Please report each line in the records below that contains the word "bare". Case counts.

— BEGIN Data for this task —

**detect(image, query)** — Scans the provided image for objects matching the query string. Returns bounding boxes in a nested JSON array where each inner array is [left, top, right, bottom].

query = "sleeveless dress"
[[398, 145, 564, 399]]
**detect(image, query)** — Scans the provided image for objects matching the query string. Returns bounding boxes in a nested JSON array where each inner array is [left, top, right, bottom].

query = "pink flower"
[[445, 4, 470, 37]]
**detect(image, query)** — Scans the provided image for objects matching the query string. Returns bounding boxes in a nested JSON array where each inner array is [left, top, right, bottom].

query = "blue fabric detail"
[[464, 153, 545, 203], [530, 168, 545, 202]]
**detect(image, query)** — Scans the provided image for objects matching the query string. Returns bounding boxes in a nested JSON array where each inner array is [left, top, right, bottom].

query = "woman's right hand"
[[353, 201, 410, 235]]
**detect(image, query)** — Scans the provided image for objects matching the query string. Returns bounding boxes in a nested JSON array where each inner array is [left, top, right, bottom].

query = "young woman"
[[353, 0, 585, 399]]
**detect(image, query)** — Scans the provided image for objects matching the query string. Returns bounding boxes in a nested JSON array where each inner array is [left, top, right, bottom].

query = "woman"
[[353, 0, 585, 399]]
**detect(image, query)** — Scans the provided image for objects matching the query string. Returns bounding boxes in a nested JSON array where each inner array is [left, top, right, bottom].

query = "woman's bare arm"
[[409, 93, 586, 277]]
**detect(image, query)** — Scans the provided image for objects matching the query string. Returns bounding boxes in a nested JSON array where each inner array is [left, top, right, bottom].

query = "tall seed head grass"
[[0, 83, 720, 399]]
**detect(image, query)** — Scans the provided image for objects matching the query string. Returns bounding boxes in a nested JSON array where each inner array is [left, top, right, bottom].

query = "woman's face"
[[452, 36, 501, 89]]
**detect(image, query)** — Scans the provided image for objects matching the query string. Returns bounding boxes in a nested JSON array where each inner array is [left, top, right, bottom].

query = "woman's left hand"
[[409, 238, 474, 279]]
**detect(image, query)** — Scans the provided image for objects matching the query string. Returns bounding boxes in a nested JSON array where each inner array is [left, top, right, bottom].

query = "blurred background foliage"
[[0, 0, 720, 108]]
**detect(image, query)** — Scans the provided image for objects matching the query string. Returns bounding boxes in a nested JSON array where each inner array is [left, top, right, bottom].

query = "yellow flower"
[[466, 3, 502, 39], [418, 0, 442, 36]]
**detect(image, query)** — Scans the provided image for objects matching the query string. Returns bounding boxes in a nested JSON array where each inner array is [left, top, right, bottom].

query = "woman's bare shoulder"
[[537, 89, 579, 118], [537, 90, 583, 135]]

— END Data for this task —

Written answer
query = "woman's bare arm"
query = "woman's bare shoulder"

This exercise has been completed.